**What you are asked to do**
According to the forum post, what result does the sender get when size is set to 512?

Hi,guys
    I am trying to play with the example code: hello_gpu.py with some modification on the size of block and grid.

I found if I set size to be 512, which indicating that all data are in one thread block, the result max(dest-a*b)=0; however,
if I set size to 512*2, which indicates data is decomposed into two grids, the max(dest-a*b)!=0, which confused me.
did I miss something here? I put the code for your reference. thank you




  1 import pycuda.driver as drv
  2 import pycuda.tools
  3 import pycuda.autoinit
  4 import numpy
  5 import numpy.linalg as la
  6 from pycuda.compiler import SourceModule
  7
  8 mod = SourceModule("""
  9 __global__ void multiply_them(float *dest, float *a, float *b)
 10 {
 11   const int i = threadIdx.x;
 12   dest[i] = a[i] * b[i];
 13 }
 14 """)
 15
 16 multiply_them = mod.get_function("multiply_them")
 17
 18 size = 512*2
 19 threads = 512
 20 a = numpy.random.randn(size).astype(numpy.float32)
 21 b = numpy.random.randn(size).astype(numpy.float32)
 22
 23 dest = numpy.zeros_like(a)
 24 multiply_them(
 25         drv.Out(dest), drv.In(a), drv.In(b),
 26         block=(threads,1,1),grid=(size/threads,1))
 27
 28 print max(dest-a*b)

best regards
zhu

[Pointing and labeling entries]
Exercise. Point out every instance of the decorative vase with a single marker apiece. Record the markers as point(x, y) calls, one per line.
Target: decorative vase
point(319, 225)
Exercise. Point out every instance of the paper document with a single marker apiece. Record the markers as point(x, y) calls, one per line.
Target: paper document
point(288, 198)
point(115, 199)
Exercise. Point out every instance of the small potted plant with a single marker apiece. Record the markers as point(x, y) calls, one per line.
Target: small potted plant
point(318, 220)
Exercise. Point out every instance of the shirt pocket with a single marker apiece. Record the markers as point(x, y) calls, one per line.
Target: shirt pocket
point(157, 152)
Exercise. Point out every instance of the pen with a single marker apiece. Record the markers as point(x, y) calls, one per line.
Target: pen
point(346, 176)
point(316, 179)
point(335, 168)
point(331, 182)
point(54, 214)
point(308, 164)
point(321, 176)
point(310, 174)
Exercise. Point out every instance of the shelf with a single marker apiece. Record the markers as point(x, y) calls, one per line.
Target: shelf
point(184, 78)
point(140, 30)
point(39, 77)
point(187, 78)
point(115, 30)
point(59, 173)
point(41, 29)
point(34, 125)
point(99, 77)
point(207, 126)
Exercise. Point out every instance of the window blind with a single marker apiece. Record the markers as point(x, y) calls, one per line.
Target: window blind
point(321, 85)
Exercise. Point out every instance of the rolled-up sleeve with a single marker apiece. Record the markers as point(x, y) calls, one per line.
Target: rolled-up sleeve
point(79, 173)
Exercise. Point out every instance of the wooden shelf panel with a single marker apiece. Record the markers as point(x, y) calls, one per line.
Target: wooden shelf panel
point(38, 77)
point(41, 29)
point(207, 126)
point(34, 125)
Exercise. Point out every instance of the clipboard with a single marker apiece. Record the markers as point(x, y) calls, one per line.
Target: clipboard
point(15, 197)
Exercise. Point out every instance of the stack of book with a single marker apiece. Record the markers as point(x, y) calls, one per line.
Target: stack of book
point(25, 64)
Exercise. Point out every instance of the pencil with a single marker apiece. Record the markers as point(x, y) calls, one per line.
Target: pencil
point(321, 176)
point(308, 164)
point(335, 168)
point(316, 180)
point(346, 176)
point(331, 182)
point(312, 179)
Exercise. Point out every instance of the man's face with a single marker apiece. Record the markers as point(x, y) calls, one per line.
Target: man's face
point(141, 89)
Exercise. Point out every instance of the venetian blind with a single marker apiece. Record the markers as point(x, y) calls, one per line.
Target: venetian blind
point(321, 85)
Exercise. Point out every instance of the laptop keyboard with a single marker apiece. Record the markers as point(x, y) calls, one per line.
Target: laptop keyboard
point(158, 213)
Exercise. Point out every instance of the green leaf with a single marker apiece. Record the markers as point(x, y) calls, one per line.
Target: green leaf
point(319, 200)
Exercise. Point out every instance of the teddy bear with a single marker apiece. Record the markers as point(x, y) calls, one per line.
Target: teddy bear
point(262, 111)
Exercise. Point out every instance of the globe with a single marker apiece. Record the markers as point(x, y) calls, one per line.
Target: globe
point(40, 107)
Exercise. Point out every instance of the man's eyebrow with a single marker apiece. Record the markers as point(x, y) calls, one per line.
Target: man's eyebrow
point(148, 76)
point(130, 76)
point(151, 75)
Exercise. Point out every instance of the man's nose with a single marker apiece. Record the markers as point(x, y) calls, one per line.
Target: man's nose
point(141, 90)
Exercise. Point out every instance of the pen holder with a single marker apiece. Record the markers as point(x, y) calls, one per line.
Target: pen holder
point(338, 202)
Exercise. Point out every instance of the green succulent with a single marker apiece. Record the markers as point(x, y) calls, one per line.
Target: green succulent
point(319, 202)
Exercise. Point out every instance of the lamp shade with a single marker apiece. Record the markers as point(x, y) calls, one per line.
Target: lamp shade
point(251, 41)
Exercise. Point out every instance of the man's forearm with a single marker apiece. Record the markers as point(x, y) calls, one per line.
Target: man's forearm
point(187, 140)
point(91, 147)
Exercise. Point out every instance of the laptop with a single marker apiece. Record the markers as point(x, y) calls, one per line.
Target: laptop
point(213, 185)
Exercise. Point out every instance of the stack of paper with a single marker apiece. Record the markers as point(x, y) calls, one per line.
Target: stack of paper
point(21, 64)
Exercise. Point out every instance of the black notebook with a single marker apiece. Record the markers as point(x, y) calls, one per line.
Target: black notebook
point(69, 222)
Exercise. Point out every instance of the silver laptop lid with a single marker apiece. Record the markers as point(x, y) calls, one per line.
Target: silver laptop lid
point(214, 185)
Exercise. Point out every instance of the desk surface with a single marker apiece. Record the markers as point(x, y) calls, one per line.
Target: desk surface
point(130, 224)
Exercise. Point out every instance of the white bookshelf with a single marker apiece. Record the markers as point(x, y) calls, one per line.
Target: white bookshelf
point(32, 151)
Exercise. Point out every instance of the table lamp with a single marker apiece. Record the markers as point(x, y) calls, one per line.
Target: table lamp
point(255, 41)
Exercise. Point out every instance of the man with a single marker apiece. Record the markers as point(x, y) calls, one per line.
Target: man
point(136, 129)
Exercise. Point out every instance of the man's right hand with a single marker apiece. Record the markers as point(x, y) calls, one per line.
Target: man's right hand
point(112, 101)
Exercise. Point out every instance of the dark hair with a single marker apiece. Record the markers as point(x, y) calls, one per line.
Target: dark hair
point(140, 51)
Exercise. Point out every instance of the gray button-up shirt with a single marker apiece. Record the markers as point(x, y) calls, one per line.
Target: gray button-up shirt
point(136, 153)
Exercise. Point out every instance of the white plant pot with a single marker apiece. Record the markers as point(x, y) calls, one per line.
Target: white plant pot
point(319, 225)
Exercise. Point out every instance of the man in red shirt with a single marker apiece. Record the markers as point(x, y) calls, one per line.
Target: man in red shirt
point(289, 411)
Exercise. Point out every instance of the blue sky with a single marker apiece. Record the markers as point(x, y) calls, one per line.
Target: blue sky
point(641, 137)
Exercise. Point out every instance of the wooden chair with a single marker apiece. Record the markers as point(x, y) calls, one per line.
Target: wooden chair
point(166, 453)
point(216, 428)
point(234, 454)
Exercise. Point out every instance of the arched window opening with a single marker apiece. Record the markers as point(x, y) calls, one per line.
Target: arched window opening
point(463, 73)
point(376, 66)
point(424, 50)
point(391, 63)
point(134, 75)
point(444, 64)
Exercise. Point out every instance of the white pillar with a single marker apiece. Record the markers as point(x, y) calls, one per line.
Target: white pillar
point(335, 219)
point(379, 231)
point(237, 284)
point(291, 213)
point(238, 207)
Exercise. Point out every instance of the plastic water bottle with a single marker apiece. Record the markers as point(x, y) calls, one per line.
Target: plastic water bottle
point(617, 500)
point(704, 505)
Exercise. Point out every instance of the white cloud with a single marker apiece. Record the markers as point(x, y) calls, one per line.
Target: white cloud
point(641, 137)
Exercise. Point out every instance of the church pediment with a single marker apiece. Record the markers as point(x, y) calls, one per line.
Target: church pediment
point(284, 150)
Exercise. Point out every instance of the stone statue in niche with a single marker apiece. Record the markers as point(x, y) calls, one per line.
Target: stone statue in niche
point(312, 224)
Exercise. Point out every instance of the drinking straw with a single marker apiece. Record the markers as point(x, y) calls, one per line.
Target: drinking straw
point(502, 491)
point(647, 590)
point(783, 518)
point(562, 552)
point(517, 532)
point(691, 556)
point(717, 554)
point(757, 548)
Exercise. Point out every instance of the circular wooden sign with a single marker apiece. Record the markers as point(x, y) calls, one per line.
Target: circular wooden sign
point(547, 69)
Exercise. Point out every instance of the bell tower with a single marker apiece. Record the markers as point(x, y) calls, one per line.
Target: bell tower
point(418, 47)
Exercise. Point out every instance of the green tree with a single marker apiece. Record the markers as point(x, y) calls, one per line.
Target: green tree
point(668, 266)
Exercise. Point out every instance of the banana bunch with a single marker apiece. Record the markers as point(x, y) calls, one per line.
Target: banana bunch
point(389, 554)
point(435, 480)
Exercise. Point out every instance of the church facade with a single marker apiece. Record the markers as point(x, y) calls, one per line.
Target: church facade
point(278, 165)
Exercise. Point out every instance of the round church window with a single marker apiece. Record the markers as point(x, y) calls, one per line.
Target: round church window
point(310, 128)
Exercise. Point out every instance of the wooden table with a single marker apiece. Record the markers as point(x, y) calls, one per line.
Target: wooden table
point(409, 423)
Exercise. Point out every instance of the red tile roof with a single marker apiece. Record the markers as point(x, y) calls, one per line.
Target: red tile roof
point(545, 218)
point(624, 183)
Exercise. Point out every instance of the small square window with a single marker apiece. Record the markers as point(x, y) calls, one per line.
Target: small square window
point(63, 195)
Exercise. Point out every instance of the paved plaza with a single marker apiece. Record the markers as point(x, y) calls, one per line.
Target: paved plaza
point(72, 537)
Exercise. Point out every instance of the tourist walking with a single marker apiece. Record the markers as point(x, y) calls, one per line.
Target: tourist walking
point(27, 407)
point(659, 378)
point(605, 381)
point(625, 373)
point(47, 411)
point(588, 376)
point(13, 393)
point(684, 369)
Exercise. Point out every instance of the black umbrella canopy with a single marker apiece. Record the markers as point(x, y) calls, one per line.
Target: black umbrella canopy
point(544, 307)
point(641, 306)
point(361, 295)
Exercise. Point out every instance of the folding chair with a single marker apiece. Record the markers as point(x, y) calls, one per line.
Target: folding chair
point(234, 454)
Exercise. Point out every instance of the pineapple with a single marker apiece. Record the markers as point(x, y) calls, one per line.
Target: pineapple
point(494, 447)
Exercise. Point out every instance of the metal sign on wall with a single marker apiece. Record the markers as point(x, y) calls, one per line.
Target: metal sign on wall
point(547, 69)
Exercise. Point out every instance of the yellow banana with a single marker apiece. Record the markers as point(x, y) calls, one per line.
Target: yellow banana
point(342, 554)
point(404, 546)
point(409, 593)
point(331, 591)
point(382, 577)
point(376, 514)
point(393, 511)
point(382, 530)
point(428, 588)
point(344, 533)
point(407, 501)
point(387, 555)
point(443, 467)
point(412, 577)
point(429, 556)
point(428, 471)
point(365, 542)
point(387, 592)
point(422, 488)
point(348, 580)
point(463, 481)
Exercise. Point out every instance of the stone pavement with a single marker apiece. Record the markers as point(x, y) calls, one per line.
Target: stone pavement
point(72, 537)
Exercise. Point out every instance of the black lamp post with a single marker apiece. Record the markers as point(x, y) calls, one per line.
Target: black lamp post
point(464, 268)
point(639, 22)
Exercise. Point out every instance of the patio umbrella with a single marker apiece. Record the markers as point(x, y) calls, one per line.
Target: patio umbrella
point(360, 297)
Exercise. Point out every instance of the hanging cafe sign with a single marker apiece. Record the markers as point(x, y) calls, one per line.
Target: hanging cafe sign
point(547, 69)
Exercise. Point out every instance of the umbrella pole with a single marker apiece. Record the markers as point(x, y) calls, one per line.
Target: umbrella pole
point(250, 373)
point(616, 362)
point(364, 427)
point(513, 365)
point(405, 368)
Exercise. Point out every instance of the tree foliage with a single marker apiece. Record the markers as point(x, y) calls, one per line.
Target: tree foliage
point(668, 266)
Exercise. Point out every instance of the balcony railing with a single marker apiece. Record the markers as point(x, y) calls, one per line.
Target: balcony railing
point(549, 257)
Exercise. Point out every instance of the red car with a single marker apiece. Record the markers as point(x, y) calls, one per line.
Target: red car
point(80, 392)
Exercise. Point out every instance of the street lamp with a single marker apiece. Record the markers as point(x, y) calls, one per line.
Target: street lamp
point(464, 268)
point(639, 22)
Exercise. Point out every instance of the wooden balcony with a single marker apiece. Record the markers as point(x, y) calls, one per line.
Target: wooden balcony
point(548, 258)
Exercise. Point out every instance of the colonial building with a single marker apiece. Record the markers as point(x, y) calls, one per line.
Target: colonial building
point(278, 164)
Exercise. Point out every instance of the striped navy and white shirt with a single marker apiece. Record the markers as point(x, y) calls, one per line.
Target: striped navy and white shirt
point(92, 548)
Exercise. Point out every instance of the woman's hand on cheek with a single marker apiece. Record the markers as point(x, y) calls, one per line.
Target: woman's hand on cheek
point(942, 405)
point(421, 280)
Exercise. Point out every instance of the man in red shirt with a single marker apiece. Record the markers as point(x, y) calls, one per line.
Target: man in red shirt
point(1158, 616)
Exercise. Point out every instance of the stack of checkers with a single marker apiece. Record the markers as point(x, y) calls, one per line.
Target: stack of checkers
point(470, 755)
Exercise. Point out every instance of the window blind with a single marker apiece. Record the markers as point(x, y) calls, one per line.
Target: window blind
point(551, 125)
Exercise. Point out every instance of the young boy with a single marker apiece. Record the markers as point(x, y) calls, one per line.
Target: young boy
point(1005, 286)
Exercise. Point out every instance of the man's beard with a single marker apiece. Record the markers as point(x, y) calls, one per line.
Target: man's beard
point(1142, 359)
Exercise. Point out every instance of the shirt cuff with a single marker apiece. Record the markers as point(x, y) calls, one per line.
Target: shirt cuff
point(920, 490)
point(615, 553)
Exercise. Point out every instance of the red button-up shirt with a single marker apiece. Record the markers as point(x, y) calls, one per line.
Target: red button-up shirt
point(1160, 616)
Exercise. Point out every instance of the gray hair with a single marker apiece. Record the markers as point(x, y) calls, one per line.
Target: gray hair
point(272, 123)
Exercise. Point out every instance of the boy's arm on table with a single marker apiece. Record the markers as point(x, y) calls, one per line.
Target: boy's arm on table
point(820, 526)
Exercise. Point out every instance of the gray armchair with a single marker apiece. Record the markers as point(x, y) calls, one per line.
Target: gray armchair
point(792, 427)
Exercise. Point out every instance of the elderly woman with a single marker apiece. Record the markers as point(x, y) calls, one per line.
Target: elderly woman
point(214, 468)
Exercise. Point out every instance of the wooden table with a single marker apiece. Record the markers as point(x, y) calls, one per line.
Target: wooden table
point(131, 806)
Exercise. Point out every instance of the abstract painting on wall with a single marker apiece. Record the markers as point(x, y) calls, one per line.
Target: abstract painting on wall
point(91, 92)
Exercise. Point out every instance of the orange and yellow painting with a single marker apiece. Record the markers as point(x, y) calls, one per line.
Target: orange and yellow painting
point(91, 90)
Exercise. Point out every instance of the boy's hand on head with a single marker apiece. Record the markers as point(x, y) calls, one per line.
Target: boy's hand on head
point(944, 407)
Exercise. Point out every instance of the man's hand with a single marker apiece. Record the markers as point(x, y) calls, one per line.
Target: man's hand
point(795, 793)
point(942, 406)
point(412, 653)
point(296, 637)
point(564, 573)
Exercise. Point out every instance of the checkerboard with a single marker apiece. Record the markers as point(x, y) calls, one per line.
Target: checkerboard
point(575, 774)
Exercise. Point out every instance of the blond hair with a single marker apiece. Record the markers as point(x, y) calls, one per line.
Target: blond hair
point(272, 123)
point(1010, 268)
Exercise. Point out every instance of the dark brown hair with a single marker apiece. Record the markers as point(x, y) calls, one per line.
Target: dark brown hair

**Right answer**
The result max(dest-a*b) is 0.